→ Study text
┌──
Operation Diamond (מִבְצָע יַהֲלוֹם) was an operation undertaken by Mossad. Its goal was the acquisition of a Soviet-built Mikoyan-Gurevich MiG-21, the most advanced Soviet fighter plane at that time. The operation began in mid-1963 and ended on August 16, 1966, when an Iraqi Air Force MiG-21, flown by the Iraqi defector Munir Redfa, landed at an air base in Israel. Israel and the United States were able to study the design of the plane.

==History==
MiG-21 production began in 1959, and Egypt, Syria and Iraq received numerous planes.

===The first two attempts===
The first attempt to acquire the aircraft was conducted in Egypt by Mossad agent Jean Thomas. Thomas and his group were ordered to find a pilot, who for $1,000,000 would agree to fly the plane to Israel. However, their first attempt was unsuccessful. The Egyptian pilot they contacted, Adib Hanna, informed the authorities about Thomas' interest in the MiG. Thomas, his father, and three other people were arrested and charged with espionage. Thomas and two others were hanged in December 1962. The other three members of the group received long prison sentences. The second attempt also failed. Mossad agents ended up assaulting two Iraqi pilots who refused to cooperate with them, in order to keep them quiet for some time.

===Success===

Footage of the Iraqi plane

In 1964, a Jewish Iraqi, Yusuf, contacted Israeli personnel in Tehran, as Israel and Iran still had diplomatic relations. Yusuf, since 10 years of age, had been working as a servant for a Maronite Christian family. His girlfriend's friend was married to an Iraqi pilot named Munir Redfa. Redfa was annoyed that his Christian roots prevented his promotion in the military. He was also upset that he had been ordered to attack Iraqi Kurds. Yusuf believed that Redfa was ready to leave Iraq.

A female Mossad agent befriended Redfa, and he told her that he was forced to live far away from his family in Baghdad, he was not trusted by his commanders, and allowed to fly only with small fuel tanks because of his Christianity. He also expressed his admiration towards Israelis, "few against so many Muslims". Redfa was persuaded to travel to Europe to meet with Israeli agents. Meir Amit himself observed the meeting between Redfa and an intelligence officer, using a peep-hole. Redfa was offered $1 million, Israeli citizenship, and full-time employment. Redfa demanded that his relatives be smuggled out of Iraq, which Israel agreed to do. Later Redfa traveled to Israel to see the airfield he was going to use to land the plane. He also met with the commander of Israeli Air Force, Major General Mordechai "Mottie" Hod. They discussed the dangerous flight and its path.

Numerous Mossad agents were sent to Iraq to assist the transfer of Redfa's wife Betty, their two children aged three and five, his parents and a number of other family members out of the country. Betty and their two children went to Paris for what she thought was a summer vacation. Redfa, who promised to prepare her for what was going to happen, told her nothing. When Betty was contacted by a Mossad agent, who had her new Israeli passport, she initially became very upset and threatened to contact the Iraqi embassy, before she calmed down. The other family members were taken to the Iranian border, where Kurdish guerrillas helped them to cross into Iran, from where they were taken to Israel.
└──
→ Information provided
┌──
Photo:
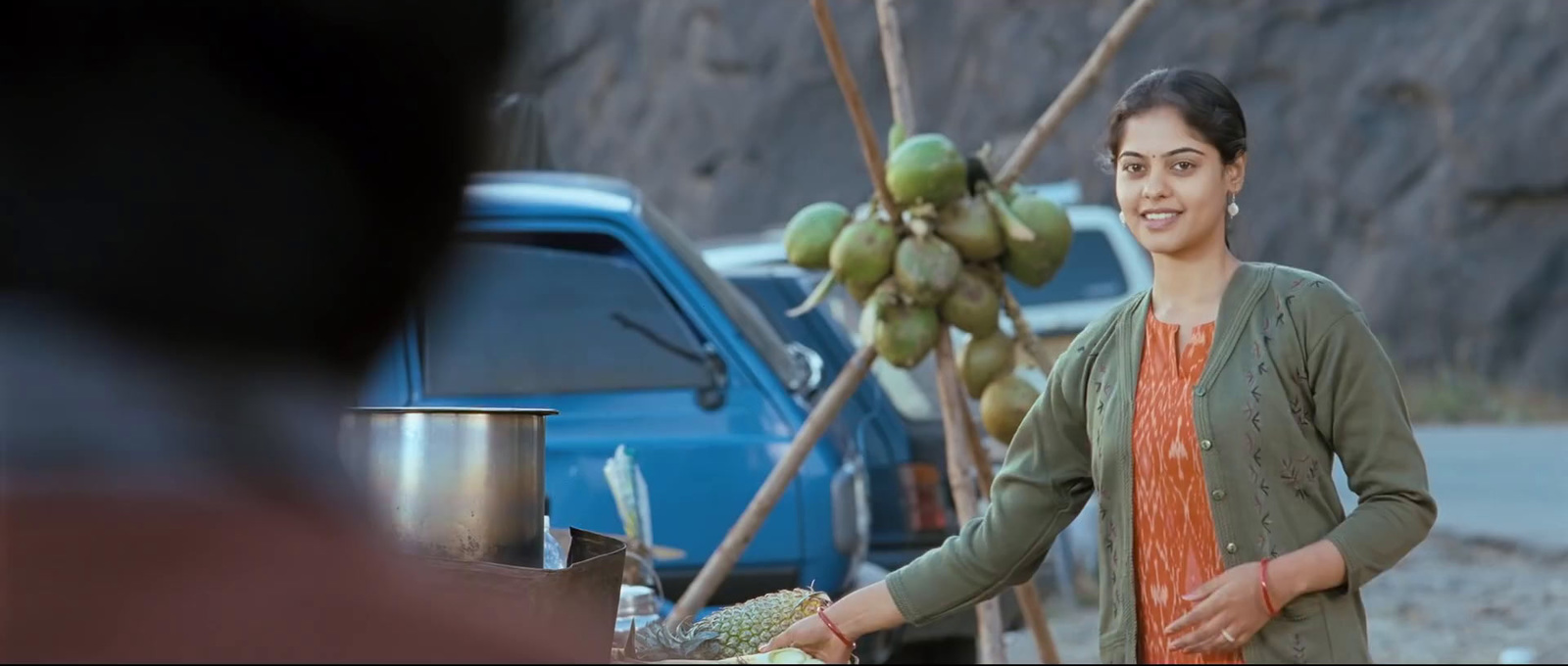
└──
→ Problems to solve
1. According to the Operation Diamond text, on what date did the operation end?
2. Write out the part of the Operation Diamond text between "Footage of the" and "to leave Iraq.", inclusive, replacing "Tehran" with "Isfahan".

→ Outputs in order
1. August 16, 1966

2.
Footage of the Iraqi plane

In 1964, a Jewish Iraqi, Yusuf, contacted Israeli personnel in Isfahan, as Israel and Iran still had diplomatic relations. Yusuf, since 10 years of age, had been working as a servant for a Maronite Christian family. His girlfriend's friend was married to an Iraqi pilot named Munir Redfa. Redfa was annoyed that his Christian roots prevented his promotion in the military. He was also upset that he had been ordered to attack Iraqi Kurds. Yusuf believed that Redfa was ready to leave Iraq.